### Direction
Copy out the line containing "of the paved" and each line after it, through the last one in the material, exactly as written.

### Provided data
* * * * * * * * *

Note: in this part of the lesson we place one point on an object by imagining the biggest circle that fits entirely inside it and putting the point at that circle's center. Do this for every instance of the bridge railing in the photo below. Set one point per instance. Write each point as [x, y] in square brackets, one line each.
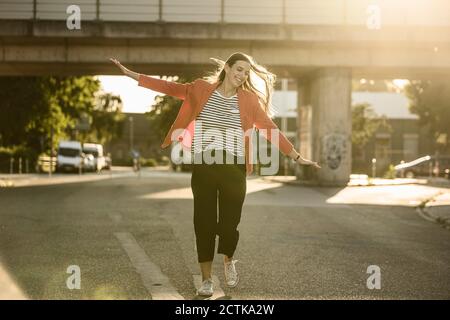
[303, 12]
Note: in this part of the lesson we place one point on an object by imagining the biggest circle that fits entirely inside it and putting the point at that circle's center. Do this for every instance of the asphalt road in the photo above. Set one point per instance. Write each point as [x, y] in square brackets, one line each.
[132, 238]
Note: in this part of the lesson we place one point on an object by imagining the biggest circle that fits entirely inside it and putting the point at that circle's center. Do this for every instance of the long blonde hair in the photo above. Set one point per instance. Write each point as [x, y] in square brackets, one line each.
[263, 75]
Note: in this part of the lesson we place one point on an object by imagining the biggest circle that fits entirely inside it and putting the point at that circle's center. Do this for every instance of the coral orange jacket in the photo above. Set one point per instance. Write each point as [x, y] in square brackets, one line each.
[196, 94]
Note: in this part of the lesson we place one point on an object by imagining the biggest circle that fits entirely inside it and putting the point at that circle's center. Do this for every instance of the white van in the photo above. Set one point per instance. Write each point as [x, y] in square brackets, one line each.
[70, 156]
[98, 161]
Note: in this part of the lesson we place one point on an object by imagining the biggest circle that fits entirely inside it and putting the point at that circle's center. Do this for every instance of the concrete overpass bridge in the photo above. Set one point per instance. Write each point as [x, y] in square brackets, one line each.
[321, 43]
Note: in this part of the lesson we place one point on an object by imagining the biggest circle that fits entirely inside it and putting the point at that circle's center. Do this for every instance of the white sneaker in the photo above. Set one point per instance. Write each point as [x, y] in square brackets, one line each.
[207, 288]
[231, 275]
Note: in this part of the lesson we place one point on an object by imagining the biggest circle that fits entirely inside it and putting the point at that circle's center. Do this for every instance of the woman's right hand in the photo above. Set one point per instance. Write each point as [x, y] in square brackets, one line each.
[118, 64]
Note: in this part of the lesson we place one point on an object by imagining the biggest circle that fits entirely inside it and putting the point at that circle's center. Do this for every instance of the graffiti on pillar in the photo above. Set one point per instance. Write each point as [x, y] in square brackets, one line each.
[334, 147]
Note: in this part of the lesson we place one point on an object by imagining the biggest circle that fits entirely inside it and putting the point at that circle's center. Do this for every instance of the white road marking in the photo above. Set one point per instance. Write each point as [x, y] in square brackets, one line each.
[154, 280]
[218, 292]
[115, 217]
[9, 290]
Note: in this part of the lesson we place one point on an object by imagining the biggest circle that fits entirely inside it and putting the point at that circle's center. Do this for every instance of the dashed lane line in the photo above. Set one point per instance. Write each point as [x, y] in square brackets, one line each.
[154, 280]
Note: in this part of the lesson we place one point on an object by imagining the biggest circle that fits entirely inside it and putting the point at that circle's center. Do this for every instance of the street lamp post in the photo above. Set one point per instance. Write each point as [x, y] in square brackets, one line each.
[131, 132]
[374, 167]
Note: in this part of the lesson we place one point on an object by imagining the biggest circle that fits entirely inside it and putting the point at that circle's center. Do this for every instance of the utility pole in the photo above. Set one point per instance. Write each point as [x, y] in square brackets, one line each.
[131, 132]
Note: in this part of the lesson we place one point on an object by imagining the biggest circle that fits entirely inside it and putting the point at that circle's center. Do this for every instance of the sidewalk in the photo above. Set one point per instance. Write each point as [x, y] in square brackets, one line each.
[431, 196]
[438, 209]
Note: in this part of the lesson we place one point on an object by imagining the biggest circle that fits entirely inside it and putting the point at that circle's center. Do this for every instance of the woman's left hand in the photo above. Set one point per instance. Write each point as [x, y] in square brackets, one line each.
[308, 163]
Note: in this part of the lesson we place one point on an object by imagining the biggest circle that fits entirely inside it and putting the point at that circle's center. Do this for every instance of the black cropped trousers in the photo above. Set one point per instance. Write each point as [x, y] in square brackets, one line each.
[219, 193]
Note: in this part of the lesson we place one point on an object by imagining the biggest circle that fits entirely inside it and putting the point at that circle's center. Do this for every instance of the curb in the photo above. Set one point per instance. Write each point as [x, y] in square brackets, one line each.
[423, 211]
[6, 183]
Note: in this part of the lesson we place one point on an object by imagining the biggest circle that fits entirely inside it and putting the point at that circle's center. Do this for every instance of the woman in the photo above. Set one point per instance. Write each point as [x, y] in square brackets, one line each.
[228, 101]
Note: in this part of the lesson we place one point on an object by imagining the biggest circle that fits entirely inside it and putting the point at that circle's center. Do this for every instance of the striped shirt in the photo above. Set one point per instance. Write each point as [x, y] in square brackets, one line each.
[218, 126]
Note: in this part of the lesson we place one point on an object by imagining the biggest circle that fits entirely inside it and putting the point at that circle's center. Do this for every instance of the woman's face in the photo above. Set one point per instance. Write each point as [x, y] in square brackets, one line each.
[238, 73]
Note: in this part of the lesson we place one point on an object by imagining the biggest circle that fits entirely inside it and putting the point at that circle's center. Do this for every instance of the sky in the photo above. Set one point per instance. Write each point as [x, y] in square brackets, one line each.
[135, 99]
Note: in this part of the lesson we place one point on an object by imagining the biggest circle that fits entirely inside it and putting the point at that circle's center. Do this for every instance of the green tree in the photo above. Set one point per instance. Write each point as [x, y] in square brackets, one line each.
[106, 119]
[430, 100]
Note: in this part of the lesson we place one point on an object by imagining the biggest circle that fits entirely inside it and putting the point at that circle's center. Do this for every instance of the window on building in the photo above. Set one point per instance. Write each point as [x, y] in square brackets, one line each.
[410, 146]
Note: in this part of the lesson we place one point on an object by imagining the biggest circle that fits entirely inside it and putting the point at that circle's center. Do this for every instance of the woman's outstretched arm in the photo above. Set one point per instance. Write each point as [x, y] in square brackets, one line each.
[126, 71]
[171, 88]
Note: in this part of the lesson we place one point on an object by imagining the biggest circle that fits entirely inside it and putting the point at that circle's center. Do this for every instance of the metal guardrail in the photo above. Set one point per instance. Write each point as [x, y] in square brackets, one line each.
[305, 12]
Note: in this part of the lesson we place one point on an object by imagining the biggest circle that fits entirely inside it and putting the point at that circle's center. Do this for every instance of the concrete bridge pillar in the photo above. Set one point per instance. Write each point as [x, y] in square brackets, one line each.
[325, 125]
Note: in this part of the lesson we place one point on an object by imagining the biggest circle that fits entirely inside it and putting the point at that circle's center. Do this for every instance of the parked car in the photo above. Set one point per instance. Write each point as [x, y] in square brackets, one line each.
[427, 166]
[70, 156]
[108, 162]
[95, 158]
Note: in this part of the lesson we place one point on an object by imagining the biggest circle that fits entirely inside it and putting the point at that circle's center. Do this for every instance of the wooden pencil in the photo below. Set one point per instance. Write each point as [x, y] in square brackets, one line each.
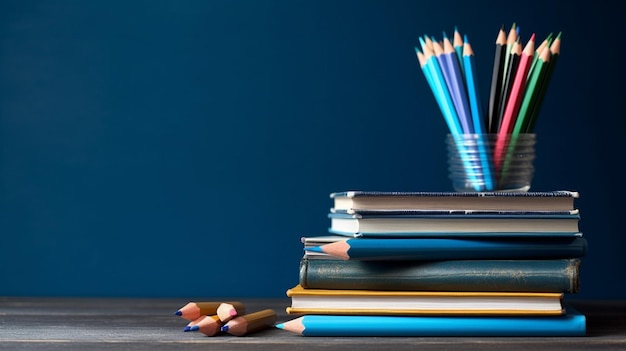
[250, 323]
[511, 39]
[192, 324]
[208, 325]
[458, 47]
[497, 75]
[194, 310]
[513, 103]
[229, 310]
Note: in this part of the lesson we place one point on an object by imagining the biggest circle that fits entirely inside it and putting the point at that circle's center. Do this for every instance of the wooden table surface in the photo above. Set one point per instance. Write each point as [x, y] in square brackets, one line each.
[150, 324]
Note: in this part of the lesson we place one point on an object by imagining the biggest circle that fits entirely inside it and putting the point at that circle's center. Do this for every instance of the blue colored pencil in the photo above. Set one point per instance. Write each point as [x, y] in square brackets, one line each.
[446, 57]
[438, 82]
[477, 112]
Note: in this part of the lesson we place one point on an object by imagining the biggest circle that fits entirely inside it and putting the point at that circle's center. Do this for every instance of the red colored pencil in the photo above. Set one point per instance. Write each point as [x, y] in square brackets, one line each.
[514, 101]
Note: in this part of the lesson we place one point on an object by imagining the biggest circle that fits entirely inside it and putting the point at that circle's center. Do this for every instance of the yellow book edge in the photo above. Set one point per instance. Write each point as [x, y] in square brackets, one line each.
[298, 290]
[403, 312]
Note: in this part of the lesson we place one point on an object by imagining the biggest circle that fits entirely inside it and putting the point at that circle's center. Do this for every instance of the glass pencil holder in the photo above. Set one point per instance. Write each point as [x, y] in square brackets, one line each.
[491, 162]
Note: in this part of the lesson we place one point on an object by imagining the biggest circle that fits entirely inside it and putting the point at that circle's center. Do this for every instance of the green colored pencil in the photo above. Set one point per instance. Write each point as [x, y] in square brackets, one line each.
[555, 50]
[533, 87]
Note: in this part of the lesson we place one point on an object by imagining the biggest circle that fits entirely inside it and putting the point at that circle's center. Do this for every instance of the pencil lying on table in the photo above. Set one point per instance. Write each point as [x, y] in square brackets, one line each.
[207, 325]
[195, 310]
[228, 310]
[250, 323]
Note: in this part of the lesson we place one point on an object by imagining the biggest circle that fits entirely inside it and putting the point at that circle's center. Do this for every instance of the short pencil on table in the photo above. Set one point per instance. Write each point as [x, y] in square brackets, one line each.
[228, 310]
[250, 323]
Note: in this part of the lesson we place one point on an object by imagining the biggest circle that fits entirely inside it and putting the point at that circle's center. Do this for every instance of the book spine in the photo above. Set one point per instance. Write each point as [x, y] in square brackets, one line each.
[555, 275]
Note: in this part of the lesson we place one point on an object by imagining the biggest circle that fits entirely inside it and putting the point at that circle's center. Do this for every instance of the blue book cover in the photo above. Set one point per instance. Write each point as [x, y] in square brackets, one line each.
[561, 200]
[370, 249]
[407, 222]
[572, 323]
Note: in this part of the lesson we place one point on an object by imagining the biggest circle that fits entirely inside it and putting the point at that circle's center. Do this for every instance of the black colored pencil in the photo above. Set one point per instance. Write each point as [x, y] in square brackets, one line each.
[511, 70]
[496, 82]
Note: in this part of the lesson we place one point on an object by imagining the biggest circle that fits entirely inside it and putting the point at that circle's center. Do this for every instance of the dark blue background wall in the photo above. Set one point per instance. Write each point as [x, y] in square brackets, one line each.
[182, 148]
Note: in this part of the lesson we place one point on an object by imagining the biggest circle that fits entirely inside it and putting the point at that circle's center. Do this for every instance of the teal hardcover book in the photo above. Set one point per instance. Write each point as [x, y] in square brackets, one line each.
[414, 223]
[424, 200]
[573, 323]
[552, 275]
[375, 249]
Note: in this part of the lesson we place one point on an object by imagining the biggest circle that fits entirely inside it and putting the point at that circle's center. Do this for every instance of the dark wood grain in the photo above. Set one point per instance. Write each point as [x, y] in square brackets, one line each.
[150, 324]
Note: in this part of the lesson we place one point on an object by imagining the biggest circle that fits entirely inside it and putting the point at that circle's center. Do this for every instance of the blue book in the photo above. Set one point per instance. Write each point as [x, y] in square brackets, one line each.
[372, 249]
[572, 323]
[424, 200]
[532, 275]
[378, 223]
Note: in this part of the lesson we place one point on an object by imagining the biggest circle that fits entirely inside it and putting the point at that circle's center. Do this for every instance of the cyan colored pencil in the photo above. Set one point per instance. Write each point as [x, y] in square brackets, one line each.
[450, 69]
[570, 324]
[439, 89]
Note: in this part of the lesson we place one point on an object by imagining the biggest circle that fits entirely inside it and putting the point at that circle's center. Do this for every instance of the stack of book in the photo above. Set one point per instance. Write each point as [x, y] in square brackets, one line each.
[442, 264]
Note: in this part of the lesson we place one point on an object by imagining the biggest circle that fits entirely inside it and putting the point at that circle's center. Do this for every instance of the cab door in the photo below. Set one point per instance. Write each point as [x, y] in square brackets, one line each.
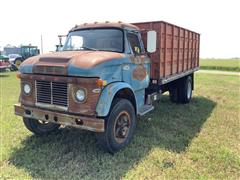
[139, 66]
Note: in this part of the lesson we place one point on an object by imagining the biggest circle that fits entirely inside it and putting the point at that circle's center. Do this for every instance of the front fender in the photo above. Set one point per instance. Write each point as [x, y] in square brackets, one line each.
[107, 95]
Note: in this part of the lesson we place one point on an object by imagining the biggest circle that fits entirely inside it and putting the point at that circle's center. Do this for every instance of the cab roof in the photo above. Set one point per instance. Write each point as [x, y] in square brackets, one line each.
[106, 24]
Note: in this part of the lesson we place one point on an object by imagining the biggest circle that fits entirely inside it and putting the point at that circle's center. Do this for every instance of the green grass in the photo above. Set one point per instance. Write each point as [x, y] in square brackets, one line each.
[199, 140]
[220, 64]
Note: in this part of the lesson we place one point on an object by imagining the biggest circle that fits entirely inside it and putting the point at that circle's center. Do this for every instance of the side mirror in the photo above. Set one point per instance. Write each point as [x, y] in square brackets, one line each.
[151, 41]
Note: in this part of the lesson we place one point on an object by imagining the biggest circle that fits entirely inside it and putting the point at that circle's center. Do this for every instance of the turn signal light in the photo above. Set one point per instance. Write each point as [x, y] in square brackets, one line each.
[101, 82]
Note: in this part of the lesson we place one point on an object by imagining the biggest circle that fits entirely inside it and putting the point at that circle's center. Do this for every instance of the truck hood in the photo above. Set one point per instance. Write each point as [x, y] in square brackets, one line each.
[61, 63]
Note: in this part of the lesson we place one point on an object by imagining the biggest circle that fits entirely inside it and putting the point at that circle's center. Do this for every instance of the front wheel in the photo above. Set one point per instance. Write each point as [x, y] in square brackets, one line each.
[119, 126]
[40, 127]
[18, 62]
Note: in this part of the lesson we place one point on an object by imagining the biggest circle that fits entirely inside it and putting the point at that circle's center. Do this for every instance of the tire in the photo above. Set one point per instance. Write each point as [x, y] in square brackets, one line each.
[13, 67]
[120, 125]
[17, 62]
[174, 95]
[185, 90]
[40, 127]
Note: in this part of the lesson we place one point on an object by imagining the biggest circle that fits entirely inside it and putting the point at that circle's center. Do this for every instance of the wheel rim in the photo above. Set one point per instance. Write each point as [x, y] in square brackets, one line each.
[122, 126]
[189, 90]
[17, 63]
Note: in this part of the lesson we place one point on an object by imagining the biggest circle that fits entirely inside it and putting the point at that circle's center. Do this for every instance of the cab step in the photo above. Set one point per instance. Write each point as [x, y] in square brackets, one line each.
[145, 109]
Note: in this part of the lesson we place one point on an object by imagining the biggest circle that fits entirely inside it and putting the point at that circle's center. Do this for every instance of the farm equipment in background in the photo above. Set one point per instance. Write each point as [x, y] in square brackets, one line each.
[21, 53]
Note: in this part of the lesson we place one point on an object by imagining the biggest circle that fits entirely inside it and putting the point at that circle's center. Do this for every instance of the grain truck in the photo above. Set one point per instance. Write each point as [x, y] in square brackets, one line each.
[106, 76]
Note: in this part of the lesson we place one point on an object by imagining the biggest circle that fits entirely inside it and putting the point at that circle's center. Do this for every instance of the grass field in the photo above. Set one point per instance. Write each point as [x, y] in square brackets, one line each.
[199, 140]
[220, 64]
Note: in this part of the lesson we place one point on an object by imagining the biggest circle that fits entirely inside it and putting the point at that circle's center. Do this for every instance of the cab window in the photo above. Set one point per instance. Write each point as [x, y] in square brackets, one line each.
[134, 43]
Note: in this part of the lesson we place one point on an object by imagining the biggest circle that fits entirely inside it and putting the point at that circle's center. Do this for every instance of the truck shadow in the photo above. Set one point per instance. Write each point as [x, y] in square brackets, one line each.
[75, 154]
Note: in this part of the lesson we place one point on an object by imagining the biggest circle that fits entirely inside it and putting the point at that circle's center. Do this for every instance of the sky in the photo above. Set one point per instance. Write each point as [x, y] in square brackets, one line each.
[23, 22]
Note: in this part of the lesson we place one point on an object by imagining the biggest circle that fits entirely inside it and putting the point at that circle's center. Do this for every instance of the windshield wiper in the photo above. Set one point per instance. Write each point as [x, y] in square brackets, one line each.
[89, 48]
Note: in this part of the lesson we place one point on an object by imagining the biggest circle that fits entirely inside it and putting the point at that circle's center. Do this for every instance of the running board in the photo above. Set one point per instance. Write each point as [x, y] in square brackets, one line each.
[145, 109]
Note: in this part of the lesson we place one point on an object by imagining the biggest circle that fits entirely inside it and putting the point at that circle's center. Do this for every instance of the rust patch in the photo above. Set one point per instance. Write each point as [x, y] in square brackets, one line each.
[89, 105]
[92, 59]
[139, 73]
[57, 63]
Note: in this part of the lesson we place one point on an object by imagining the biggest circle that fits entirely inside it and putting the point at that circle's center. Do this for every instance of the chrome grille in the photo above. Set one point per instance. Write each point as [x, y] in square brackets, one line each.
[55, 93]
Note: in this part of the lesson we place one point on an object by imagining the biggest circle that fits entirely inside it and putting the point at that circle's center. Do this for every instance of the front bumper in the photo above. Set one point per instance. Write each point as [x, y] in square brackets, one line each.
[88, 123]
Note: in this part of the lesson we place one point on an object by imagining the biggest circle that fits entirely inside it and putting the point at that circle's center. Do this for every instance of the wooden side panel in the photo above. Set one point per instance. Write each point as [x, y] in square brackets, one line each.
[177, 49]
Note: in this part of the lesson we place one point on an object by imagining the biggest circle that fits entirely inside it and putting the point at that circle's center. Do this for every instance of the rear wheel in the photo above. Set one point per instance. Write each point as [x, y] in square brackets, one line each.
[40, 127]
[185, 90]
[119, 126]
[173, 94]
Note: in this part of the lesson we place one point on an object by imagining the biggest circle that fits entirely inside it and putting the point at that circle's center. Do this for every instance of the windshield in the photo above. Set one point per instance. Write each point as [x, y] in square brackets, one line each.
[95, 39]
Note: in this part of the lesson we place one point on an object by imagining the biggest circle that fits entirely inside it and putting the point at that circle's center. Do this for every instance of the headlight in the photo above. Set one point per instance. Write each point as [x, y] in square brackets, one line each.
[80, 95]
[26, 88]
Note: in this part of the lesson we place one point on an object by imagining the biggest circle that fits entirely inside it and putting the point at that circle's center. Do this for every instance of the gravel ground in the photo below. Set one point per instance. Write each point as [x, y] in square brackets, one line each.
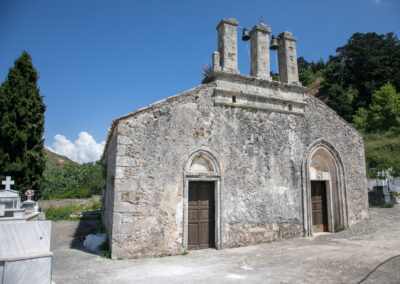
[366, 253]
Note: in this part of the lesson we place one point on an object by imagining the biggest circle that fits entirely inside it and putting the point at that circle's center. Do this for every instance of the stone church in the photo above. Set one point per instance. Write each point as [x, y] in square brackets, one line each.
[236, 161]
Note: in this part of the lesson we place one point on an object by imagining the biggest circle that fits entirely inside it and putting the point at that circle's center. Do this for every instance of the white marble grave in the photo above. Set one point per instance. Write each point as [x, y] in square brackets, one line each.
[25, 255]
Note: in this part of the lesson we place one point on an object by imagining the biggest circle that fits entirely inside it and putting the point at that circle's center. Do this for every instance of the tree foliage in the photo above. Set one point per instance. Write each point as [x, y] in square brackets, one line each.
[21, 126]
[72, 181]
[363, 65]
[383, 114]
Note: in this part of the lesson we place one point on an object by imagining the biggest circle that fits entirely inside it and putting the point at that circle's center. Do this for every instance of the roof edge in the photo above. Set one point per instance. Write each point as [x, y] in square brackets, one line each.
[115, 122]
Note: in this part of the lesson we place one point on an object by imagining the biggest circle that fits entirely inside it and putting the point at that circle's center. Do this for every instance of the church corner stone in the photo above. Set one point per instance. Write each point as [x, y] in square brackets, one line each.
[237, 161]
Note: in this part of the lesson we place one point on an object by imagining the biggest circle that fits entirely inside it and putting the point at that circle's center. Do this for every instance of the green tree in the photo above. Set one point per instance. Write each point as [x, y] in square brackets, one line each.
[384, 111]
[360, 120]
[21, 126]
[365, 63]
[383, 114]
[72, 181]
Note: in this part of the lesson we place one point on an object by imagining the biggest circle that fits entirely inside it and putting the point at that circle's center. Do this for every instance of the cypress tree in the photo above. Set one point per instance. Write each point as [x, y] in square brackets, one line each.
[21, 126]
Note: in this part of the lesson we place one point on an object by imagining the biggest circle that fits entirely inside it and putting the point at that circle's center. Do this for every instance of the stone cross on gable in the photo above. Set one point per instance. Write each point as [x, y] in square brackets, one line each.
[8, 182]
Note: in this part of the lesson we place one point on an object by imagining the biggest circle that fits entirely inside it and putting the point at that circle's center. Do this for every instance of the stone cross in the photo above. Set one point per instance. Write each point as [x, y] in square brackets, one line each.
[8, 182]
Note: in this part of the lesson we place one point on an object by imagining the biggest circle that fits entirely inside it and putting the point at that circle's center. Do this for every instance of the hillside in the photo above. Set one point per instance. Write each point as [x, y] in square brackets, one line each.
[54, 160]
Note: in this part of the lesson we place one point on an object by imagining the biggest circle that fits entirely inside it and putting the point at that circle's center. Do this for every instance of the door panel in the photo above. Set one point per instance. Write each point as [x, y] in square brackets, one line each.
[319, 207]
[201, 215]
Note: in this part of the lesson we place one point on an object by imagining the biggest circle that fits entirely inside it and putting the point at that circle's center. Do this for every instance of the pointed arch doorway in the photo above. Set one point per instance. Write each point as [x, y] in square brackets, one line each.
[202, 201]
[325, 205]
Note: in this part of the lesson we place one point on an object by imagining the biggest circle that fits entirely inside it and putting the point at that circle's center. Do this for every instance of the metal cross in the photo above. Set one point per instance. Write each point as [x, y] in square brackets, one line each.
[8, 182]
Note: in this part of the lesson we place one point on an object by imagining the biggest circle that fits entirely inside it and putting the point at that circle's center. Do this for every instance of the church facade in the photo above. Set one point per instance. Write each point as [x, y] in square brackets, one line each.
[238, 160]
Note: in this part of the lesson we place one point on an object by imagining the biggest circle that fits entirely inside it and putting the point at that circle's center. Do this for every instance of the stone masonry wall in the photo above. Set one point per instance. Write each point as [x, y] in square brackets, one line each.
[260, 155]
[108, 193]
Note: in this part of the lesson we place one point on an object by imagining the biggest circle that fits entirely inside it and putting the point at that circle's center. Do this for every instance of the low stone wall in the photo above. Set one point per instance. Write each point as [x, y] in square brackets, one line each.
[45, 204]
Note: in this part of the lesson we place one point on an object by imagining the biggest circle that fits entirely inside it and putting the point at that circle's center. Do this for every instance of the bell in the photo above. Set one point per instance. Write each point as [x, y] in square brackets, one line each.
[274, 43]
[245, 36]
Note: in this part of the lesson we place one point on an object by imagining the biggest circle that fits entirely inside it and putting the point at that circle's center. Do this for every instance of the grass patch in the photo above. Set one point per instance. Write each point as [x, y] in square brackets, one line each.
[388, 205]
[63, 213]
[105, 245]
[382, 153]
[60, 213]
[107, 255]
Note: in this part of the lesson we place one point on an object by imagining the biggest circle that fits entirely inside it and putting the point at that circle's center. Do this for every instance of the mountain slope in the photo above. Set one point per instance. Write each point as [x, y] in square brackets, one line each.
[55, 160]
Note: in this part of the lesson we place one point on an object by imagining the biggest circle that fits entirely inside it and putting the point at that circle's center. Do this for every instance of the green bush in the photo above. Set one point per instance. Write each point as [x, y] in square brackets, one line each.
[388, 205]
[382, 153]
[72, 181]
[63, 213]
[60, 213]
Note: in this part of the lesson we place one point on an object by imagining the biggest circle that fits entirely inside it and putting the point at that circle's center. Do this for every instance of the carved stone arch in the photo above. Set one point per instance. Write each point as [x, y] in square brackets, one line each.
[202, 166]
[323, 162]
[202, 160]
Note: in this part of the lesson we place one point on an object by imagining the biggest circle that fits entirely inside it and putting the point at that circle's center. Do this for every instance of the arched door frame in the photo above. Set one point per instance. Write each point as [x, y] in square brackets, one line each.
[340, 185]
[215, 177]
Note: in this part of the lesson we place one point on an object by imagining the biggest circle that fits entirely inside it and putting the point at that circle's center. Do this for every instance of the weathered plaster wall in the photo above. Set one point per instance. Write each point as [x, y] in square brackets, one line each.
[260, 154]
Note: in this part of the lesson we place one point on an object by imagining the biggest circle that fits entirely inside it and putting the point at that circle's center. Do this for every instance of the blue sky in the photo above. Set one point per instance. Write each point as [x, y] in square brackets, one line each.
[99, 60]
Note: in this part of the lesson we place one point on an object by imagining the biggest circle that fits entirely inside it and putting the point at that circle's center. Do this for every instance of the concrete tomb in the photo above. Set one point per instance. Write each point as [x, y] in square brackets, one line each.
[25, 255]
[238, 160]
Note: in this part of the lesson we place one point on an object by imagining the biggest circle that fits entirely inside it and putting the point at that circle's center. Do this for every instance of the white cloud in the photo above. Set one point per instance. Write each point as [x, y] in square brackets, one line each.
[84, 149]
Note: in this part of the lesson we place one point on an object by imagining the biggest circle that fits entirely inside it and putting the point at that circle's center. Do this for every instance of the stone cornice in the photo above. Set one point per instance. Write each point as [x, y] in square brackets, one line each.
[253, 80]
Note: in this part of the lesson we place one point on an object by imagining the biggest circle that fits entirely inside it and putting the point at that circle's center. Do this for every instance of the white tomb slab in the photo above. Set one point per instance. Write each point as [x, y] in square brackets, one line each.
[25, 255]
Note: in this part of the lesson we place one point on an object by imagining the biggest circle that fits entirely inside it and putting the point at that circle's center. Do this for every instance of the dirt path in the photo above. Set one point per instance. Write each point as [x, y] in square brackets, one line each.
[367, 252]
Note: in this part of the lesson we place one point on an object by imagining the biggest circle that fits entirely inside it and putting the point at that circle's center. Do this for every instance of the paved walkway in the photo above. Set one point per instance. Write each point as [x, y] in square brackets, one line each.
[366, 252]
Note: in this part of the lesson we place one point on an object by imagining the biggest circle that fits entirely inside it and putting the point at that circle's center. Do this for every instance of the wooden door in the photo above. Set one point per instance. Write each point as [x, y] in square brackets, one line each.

* * * * * * * * *

### Correct response
Note: in this part of the lesson we place one point on an object by imagining the biggest circle that fits entirely inside it and putting the point at that circle's center. Do this for every instance of the paved walkway in the photo above. Set one point per instance. Write each point as [x, y] in square brackets, one line each.
[366, 252]
Note: in this part of the lesson we place one point on an object by imagining the biggest circle that fits entirely inside it and putting the point at that circle's center. Do this for every instance of the wooden door in the photo above. Set one point per instance. Write each point as [x, y] in square brackets, one line each.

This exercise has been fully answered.